* Task input *
--

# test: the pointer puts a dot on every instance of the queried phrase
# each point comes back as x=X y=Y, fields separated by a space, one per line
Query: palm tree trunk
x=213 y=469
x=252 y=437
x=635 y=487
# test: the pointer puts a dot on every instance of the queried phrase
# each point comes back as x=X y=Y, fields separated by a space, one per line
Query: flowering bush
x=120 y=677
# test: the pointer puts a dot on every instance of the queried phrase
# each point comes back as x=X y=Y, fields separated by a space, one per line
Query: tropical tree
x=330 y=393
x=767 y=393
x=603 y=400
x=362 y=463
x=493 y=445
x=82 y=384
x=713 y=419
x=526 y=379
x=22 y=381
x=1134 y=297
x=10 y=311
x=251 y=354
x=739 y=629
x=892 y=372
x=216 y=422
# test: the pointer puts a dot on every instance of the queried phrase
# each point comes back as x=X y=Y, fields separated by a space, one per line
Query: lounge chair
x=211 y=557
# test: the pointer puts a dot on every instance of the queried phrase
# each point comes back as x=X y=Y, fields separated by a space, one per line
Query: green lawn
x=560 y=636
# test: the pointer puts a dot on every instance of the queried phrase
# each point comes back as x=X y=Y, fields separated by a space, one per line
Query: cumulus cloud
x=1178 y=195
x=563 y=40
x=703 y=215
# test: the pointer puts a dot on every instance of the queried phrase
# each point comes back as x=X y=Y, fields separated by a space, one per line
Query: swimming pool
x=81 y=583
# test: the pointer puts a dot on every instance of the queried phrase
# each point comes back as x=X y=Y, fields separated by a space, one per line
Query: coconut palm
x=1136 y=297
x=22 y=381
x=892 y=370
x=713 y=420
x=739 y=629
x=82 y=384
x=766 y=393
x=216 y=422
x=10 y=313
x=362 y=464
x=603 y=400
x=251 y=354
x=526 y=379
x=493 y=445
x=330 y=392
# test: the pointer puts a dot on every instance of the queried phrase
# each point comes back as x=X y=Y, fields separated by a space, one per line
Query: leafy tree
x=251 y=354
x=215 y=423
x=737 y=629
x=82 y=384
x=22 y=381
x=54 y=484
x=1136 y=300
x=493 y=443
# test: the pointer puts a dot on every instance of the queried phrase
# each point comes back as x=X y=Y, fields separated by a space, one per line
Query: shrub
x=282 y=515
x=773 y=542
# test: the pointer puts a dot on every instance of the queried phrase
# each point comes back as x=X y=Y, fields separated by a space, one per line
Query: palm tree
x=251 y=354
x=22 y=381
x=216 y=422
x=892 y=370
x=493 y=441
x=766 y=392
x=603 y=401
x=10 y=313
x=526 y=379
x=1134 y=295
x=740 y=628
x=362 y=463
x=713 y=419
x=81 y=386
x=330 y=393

--

* To be done *
Write out every line of the records exactly.

* Reply to the exercise *
# test: the pointer puts a dot on every instance of the queried phrase
# each point comes back as x=X y=Y, fields separated by a space, one per line
Query: palm tree trunk
x=213 y=469
x=252 y=437
x=635 y=487
# test: the pointer puts a dot on every instance of the queried phrase
# each point comes back as x=X y=Y, fields separated by a space, one per line
Query: flowering bush
x=120 y=677
# test: the pointer puts a dot on every instance of the queried phrase
# each point comes back as x=X y=Y, fields separated by a space, one per line
Query: tropical tree
x=330 y=393
x=767 y=393
x=603 y=400
x=362 y=463
x=493 y=445
x=82 y=384
x=713 y=419
x=526 y=379
x=22 y=381
x=1134 y=297
x=10 y=311
x=251 y=354
x=739 y=629
x=892 y=372
x=216 y=422
# test: the pointer puts a dot on every instance of the queried phrase
# each point comes back as x=X y=Y, fields separated by a space, one per line
Query: lounge chair
x=211 y=557
# test: the pointer puts a dot on every instance of the queried phrase
# each point comes back as x=X y=Y, fields separated by a space, one per line
Query: green lawn
x=560 y=636
# test: the pointer puts a dot on every instance of the queried phrase
# each point comes back as x=X y=Y, fields separated by a space, one per line
Query: cumulus cloud
x=1178 y=195
x=563 y=40
x=703 y=215
# test: the pointer puts a dot on every instance of the queried phrase
# each point comes back as x=X y=Y, fields separated by a space, one per line
Query: swimming pool
x=81 y=583
# test: the pointer puts a dot on every instance of the queried phrase
# each point comes back as x=X y=Y, fields separated by a space, one per line
Query: coconut palm
x=1136 y=297
x=22 y=381
x=892 y=370
x=713 y=420
x=739 y=629
x=82 y=384
x=766 y=393
x=216 y=422
x=10 y=313
x=362 y=464
x=603 y=400
x=251 y=354
x=526 y=379
x=493 y=445
x=330 y=392
# test: the pointer puts a dot on every instance of the queried phrase
# each point comes back as x=X y=Y, fields separated by a space, one per line
Query: leafy tree
x=251 y=354
x=215 y=423
x=737 y=629
x=82 y=384
x=22 y=381
x=54 y=484
x=1136 y=300
x=493 y=443
# test: the pointer puts a dot on every instance of the queried phrase
# each point comes back as x=X y=Y, fields separated by a space, one per line
Query: shrub
x=282 y=515
x=773 y=542
# test: the pointer puts a dot on every instance of the queried phrase
# each point comes back as x=X y=Y, fields separated by a space, one per line
Query: palm tree
x=251 y=354
x=22 y=381
x=216 y=422
x=892 y=370
x=493 y=441
x=766 y=392
x=603 y=401
x=10 y=313
x=526 y=379
x=1134 y=295
x=740 y=628
x=362 y=463
x=713 y=419
x=81 y=386
x=330 y=393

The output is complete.